[START OF INPUT FOR THIS TASK]
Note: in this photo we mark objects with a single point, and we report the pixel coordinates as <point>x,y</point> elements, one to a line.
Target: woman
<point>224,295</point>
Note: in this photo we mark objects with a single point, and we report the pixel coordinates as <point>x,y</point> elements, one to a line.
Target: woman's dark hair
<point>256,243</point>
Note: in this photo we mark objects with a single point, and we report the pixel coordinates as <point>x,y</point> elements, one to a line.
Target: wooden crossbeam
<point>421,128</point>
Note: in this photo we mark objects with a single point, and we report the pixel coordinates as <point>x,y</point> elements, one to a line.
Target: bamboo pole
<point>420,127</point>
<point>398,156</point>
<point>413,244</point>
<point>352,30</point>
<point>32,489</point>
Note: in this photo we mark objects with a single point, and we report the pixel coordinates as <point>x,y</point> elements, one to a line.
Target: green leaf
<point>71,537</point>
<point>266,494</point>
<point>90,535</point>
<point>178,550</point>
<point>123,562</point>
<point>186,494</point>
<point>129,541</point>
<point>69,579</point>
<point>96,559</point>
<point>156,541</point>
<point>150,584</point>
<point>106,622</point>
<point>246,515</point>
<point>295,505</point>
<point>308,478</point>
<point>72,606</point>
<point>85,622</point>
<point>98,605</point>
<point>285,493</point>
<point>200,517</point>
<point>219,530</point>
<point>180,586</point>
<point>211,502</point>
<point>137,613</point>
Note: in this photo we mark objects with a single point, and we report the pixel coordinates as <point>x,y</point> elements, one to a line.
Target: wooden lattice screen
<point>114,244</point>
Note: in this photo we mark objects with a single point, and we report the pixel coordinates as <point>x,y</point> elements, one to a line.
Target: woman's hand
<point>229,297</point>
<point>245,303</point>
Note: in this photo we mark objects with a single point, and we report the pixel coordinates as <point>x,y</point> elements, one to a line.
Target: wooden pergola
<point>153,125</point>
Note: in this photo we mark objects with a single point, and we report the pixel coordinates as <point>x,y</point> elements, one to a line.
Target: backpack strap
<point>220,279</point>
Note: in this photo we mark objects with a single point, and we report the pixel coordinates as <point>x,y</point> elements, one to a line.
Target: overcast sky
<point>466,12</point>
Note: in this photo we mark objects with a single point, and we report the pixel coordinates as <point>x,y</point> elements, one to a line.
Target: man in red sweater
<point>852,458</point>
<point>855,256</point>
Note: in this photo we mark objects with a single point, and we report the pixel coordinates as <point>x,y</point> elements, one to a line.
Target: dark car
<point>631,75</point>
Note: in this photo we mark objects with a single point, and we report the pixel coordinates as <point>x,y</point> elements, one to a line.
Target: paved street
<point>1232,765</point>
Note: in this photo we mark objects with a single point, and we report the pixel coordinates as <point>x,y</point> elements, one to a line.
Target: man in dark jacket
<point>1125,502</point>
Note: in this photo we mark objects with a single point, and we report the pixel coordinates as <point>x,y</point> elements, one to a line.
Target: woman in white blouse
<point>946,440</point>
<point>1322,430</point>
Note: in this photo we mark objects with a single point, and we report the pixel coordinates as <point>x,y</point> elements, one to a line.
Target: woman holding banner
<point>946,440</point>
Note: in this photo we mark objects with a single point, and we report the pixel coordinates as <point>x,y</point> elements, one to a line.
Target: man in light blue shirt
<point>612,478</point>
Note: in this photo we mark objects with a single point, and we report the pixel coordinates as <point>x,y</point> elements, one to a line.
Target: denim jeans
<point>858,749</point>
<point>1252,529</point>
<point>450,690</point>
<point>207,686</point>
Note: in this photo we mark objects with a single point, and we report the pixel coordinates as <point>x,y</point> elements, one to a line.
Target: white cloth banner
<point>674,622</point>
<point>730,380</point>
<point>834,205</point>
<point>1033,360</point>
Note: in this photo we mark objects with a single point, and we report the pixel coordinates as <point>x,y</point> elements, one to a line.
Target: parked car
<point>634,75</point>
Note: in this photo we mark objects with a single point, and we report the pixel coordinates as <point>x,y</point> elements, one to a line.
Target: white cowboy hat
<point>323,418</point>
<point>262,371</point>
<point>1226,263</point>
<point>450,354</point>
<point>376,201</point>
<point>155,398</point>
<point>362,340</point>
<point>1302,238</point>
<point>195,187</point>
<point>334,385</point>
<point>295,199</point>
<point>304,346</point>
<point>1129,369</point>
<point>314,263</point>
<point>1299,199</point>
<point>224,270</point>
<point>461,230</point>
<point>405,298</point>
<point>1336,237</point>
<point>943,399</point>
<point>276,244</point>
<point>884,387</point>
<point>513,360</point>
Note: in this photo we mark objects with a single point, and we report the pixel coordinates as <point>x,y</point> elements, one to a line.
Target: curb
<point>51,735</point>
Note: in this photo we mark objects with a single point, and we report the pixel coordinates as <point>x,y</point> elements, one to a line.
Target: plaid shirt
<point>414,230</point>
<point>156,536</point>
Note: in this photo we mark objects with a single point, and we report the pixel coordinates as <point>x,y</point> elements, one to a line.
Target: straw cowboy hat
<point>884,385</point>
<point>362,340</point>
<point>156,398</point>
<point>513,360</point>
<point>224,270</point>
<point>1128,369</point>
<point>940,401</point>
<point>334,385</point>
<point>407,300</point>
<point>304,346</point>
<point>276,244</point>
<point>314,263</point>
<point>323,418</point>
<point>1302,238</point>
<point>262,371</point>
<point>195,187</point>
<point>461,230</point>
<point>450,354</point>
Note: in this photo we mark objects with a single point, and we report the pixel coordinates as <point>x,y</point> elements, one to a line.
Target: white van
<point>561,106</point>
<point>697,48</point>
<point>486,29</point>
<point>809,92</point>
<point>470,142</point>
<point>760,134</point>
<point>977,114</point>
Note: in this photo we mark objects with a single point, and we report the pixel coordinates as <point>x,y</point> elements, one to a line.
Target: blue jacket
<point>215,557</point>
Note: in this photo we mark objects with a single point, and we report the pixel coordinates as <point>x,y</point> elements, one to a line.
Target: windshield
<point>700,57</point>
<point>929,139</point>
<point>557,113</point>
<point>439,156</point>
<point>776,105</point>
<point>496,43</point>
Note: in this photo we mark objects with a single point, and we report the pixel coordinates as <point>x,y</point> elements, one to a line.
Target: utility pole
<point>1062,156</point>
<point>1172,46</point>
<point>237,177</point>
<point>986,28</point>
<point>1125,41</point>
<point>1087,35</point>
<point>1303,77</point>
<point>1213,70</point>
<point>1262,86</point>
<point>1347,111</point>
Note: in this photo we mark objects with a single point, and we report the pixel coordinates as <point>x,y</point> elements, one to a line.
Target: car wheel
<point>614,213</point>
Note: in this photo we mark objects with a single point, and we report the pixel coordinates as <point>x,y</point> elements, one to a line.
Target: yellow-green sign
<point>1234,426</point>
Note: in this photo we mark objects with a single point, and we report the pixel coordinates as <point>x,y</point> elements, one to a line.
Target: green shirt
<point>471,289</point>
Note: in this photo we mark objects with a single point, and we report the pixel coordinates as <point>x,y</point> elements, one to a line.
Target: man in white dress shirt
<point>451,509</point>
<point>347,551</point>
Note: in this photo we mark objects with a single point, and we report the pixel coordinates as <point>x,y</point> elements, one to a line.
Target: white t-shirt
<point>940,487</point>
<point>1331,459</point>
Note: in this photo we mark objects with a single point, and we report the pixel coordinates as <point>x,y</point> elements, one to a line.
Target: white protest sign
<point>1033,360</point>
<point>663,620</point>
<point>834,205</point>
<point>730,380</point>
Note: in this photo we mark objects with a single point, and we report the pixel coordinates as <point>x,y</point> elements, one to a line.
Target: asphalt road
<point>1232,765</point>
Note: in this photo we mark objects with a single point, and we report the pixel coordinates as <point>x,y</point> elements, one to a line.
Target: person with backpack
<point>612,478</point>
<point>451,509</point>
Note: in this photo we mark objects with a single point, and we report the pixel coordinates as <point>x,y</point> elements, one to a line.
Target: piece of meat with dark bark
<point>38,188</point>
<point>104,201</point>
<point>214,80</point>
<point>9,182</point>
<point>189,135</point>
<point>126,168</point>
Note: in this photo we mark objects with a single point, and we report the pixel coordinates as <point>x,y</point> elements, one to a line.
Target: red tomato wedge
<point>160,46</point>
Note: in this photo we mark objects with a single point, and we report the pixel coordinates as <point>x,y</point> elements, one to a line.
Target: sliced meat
[END OF INPUT FOR THIS TASK]
■ GIVEN EXERCISE
Pick out every line in the data above that contains the word "white", and copy each one in the order it appears.

■ ANSWER TO THE PROBLEM
Target: woman in white blouse
Target: white cloth banner
Target: white cowboy hat
Target: white van
Target: man in white dress shirt
Target: white t-shirt
Target: white protest sign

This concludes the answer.